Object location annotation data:

■ ■ ■ ■

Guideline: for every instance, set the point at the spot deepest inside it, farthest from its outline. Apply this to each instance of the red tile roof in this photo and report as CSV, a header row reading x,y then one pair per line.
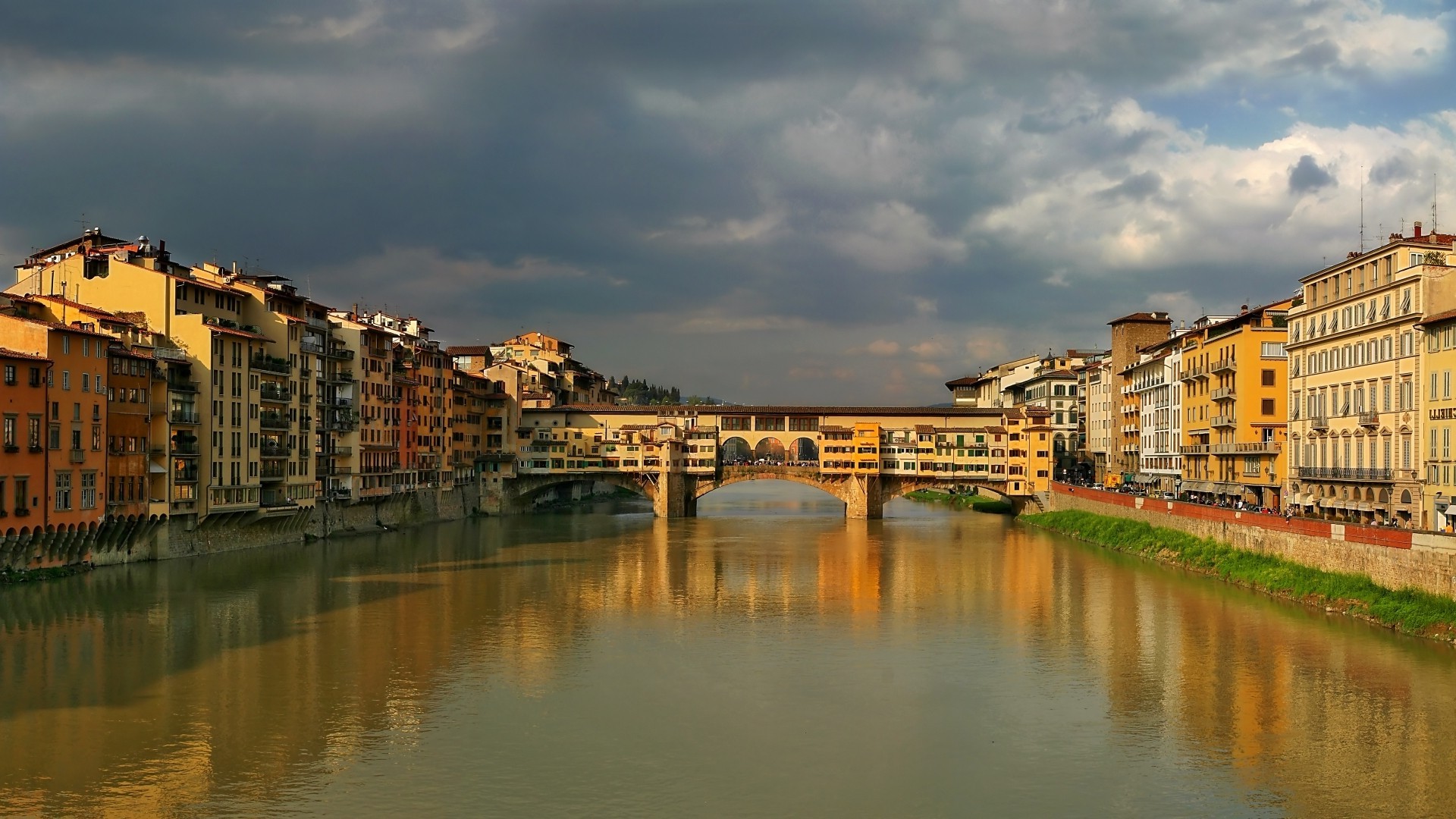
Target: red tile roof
x,y
8,353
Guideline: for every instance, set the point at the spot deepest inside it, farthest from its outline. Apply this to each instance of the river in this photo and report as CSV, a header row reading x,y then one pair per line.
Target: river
x,y
764,659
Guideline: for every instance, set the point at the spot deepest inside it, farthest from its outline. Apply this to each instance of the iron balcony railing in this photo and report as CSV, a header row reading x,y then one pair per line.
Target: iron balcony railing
x,y
1248,447
1345,474
273,422
271,365
273,392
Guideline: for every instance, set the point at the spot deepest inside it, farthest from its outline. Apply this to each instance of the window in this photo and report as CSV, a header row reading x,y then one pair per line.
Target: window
x,y
63,491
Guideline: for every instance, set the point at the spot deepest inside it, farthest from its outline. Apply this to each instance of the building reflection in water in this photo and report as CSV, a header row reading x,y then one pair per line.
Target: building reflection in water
x,y
159,689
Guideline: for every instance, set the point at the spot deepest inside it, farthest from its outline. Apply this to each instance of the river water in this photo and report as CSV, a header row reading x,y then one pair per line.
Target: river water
x,y
764,659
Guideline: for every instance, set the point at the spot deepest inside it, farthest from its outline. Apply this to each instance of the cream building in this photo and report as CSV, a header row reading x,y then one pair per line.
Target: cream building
x,y
1354,381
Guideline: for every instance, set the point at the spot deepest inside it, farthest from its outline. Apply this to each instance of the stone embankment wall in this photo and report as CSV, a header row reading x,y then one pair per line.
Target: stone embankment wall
x,y
1391,557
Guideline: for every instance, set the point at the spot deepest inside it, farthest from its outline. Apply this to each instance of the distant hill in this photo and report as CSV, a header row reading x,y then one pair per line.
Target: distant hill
x,y
641,394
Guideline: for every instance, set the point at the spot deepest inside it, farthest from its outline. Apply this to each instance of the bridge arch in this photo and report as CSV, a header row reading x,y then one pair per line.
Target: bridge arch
x,y
769,449
736,450
801,450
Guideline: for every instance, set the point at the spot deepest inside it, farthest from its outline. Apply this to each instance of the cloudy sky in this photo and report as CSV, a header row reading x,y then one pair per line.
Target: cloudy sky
x,y
762,200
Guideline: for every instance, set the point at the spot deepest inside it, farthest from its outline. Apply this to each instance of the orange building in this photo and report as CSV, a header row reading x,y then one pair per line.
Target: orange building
x,y
22,457
74,475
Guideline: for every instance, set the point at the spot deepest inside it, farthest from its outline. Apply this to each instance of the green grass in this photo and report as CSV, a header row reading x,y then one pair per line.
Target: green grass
x,y
28,575
1404,610
979,503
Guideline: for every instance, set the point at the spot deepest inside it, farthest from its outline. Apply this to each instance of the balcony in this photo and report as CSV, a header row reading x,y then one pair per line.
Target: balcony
x,y
1343,474
274,394
271,363
1248,447
273,422
1191,373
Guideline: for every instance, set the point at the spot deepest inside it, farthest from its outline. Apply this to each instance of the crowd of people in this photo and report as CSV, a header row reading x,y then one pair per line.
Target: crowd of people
x,y
1220,502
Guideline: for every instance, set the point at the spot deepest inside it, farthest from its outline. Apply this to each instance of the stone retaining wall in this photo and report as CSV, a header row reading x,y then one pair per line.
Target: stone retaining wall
x,y
1391,557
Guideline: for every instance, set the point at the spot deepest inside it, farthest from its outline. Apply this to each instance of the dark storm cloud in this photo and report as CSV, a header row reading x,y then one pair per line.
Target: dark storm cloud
x,y
1307,175
731,175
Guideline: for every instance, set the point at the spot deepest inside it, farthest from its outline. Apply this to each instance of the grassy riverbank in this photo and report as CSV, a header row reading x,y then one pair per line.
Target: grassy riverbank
x,y
1402,610
28,575
979,503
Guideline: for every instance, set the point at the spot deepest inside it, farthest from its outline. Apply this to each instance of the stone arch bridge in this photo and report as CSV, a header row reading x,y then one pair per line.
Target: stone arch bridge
x,y
676,496
864,457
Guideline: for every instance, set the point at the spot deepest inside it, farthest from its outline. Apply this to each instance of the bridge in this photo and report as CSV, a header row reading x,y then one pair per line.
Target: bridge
x,y
861,455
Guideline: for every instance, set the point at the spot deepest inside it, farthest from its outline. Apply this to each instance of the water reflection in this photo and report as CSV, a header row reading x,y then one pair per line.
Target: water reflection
x,y
261,681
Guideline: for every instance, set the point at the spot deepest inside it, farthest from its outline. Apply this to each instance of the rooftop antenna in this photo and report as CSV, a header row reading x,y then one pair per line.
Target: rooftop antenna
x,y
1362,209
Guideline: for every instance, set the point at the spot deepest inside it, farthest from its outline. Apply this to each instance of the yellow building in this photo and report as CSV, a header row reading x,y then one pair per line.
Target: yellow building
x,y
1438,362
1356,407
1235,391
216,362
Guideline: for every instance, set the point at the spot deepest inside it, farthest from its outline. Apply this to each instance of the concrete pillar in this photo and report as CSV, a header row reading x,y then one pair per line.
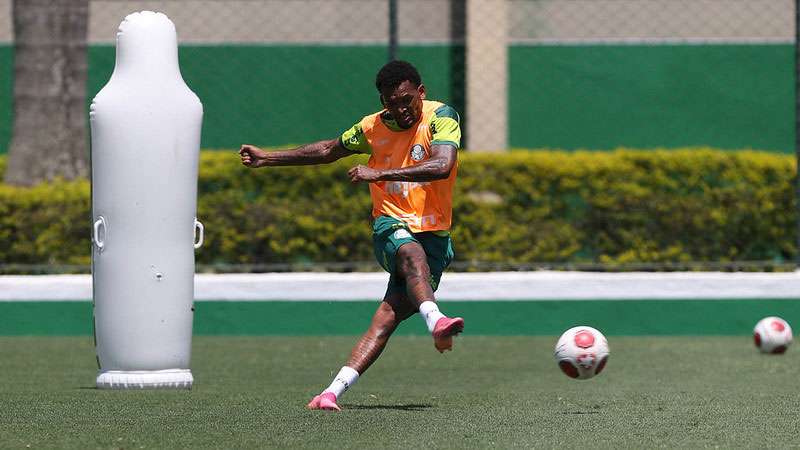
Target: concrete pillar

■ ■ ■ ■

--- Job ---
Output everything from the line containing "of the water" down to the end of the rows as a numbered list, skipping blank lines and leaving out the pictures.

--- Reply to the exercise ---
1. Guideline: for every instance, set the point at the spot deepest inside it, farthest from its outline. Apply this to each instance of the water reflection in this photo and report as CSV, a header row reading x,y then one pair per line.
2. Target: water reflection
3. x,y
4. 261,681
5. Guideline: for every instance, set the point at the spot deepest inside it, farthest from its outline. Apply this to each instance of the rooftop antenna in this photo and report as CSV, a header row reading x,y then one pair per line.
6. Target: rooftop antenna
7. x,y
8. 1362,209
9. Guideline: for every instance, set the point at the spot deepest inside it, farthest from its outline. Apply this to each instance of the yellow building in this photo and report as CSV, a header row reading x,y then one pair per line.
10. Target: yellow building
11. x,y
12. 1438,362
13. 1356,407
14. 1235,391
15. 216,362
16. Guideline: for every instance, set the point at the spot deepest inside it, farthest from its outline. Apply this to each instance of the concrete pillar in this photo and report as CSV, a header row reading x,y then one pair per line.
17. Target: concrete pillar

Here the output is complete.